Records to use:
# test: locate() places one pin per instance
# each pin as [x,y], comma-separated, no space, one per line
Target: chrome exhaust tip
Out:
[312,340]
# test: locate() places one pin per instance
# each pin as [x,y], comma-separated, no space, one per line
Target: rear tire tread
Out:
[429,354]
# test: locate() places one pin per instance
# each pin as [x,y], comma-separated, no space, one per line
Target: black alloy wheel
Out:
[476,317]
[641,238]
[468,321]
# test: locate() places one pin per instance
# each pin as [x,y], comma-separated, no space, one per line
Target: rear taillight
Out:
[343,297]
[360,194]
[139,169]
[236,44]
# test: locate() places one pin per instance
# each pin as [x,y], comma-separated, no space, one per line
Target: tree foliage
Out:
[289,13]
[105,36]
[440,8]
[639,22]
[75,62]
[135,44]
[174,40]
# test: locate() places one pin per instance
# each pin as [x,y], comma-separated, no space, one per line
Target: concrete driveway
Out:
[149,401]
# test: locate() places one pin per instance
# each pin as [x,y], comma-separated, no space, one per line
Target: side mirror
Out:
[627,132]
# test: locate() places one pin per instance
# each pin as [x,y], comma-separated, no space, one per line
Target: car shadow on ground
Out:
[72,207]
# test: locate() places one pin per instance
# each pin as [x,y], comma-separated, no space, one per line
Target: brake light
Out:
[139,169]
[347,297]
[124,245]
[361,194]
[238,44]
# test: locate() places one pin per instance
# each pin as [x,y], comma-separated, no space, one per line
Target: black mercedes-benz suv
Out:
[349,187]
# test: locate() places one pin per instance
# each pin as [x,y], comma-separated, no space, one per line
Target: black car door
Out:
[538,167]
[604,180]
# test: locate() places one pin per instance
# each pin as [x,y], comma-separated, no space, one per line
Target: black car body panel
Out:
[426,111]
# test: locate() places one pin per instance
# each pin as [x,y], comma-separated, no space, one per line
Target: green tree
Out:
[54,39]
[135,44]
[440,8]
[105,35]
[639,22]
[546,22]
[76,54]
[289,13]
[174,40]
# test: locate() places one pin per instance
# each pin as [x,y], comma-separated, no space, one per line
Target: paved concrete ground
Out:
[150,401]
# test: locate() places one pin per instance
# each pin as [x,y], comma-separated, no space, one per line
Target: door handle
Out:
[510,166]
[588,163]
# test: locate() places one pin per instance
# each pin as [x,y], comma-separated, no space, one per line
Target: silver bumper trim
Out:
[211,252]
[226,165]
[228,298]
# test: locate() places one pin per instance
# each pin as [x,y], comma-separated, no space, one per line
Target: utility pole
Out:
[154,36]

Brief:
Pick out every line above that contains the word "concrete" and copy each one.

Correct response:
Target: concrete driveway
Target: paved concrete ground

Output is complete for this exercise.